[start of Information provided]

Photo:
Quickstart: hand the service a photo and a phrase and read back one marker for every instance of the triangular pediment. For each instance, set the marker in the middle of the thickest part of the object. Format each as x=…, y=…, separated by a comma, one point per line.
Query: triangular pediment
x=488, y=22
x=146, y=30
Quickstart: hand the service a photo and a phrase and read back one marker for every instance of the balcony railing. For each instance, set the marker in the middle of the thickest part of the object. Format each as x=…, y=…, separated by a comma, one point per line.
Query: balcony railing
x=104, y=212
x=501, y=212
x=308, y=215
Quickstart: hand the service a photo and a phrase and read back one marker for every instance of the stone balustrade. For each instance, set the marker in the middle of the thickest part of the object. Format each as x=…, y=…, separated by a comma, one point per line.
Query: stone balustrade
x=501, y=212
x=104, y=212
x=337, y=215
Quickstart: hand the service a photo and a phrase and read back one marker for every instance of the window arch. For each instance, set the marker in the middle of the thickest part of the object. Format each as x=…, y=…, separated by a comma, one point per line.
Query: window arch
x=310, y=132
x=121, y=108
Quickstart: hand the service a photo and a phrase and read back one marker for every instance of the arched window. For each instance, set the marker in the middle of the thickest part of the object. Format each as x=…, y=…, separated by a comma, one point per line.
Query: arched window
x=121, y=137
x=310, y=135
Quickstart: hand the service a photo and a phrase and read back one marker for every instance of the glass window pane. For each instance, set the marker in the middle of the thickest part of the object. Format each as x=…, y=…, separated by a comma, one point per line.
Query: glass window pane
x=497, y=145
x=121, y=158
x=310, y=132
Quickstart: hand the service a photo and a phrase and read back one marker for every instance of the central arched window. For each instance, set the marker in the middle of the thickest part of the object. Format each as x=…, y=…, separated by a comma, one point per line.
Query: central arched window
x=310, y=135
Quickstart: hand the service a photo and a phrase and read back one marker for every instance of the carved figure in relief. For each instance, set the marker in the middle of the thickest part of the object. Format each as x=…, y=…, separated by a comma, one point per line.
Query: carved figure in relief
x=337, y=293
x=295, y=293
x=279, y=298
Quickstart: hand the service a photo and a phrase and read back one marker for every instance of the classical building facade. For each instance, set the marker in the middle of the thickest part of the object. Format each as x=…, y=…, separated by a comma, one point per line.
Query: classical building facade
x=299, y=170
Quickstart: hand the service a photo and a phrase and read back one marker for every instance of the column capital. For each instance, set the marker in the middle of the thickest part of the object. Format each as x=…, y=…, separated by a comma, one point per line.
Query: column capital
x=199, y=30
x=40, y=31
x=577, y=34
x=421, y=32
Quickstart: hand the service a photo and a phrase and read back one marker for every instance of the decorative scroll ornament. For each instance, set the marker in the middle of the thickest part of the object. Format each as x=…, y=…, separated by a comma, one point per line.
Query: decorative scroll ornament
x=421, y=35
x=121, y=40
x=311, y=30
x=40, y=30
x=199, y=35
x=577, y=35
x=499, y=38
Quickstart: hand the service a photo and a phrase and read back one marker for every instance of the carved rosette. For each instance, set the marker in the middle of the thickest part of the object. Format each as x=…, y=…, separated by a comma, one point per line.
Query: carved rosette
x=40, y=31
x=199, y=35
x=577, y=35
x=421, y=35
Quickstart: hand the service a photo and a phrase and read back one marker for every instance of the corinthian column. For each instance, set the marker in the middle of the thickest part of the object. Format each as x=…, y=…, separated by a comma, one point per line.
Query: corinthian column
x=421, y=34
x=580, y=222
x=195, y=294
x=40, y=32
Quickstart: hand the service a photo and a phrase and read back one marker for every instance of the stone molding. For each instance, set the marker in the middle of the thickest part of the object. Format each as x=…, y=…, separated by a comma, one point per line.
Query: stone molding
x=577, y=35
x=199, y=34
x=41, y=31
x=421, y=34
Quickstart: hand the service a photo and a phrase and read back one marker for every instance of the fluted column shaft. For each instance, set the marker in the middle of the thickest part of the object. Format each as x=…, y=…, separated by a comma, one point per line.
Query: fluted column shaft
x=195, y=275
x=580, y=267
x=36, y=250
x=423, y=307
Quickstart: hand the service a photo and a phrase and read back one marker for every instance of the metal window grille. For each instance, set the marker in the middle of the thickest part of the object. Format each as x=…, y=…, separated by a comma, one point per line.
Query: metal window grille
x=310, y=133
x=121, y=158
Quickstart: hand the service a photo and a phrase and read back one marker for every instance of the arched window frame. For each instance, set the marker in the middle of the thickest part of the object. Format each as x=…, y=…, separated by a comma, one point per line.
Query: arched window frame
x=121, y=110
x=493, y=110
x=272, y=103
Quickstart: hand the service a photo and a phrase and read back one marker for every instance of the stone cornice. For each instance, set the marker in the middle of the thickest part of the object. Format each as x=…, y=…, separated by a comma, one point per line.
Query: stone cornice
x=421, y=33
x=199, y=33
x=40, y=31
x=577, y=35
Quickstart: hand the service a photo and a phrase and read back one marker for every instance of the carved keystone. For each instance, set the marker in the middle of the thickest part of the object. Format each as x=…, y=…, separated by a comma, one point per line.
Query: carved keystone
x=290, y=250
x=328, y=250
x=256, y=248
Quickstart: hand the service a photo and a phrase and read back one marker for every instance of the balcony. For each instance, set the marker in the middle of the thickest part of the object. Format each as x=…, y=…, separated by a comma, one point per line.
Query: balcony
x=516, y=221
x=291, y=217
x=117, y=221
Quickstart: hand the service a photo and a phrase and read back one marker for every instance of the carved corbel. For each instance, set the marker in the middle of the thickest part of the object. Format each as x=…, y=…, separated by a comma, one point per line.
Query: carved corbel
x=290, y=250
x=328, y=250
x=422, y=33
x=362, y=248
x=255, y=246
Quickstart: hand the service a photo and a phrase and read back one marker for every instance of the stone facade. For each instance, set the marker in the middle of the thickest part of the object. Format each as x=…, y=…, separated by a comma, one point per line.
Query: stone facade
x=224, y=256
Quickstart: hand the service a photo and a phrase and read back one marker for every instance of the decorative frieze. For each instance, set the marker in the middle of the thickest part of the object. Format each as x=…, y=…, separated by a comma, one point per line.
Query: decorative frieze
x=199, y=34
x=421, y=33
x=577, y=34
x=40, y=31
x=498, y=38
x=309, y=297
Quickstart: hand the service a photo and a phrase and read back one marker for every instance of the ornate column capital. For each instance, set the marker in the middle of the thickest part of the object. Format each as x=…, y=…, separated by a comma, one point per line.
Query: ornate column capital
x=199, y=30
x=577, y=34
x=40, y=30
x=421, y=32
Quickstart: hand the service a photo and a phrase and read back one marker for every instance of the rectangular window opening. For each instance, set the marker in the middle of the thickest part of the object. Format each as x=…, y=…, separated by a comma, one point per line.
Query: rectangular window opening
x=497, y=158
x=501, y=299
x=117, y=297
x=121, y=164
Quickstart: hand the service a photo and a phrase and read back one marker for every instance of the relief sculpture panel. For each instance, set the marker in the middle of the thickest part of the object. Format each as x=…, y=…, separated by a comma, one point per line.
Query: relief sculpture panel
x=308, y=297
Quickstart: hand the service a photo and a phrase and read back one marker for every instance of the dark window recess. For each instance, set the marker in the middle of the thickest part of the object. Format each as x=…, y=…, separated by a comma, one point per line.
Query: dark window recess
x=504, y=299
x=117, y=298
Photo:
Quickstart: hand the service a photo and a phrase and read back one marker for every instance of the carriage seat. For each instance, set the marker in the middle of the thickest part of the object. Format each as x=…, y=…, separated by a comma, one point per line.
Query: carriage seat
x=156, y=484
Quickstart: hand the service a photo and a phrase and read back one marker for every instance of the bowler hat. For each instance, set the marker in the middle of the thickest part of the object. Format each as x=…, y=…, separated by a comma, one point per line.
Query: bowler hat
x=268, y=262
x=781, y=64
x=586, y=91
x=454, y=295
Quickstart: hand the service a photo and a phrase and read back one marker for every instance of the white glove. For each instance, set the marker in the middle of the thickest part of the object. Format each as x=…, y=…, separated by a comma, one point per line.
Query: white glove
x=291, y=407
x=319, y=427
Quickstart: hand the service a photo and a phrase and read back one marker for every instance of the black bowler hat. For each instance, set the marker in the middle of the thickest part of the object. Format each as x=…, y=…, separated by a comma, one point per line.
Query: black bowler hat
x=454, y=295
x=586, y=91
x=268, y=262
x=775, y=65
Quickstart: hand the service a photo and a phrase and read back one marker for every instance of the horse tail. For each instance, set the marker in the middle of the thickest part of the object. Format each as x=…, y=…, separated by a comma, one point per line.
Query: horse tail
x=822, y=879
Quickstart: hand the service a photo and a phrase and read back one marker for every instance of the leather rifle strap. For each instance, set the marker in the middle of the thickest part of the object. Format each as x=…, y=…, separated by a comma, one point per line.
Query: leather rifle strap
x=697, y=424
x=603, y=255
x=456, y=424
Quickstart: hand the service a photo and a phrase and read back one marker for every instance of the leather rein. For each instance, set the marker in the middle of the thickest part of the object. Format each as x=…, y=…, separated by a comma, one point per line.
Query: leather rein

[end of Information provided]

■ Given exercise: Copy out the records exactly, starting with the line that contains "of the balcony." and going on through the line that contains "x=121, y=164", with both of those lines included.

■ Complete answer:
Quickstart: hand the service a photo and a phrase and read back one marker for every instance of the balcony. For each instance, set the marker in the middle of the thickest part of the object. Format each as x=…, y=…, separated by a comma, one point per line.
Query: balcony
x=516, y=221
x=291, y=217
x=117, y=221
Quickstart: hand the service a photo and a phrase and read back one marker for every instance of the carved corbel. For each instance, set the marker in the middle of the thickest part of the object. Format each as x=…, y=…, separated by a comma, one point per line.
Query: carved corbel
x=290, y=250
x=328, y=250
x=422, y=33
x=362, y=248
x=255, y=246
Quickstart: hand the service a photo and a phrase and read back one marker for every instance of the stone facade. For each instance, set the marker in the middle of the thickest part of the object. Format each as x=…, y=…, separated by a comma, one point per line.
Query: stone facade
x=224, y=256
Quickstart: hand the service a photo and a phrase and read back one marker for every instance of the decorative frieze. For each instance, set the marker in the middle of the thickest part of the object. Format each as x=…, y=…, separated by a comma, one point per line.
Query: decorative frieze
x=199, y=34
x=421, y=33
x=577, y=34
x=40, y=31
x=498, y=38
x=309, y=297
Quickstart: hand the service a photo and a phrase and read back one marker for every instance of the ornate column capital. For each instance, set the marker in the middle of the thickest part of the object. Format each as x=…, y=…, separated by a comma, one point per line.
Query: ornate column capital
x=199, y=30
x=577, y=34
x=40, y=30
x=421, y=32
Quickstart: hand the service a photo and a phrase and read back one marker for every instance of the rectangular window opening. For each instance, set the marker in the middle of the thickest part of the object. Format each as x=…, y=…, separated by a comma, one point per line.
Query: rectangular window opening
x=497, y=158
x=501, y=299
x=117, y=297
x=121, y=164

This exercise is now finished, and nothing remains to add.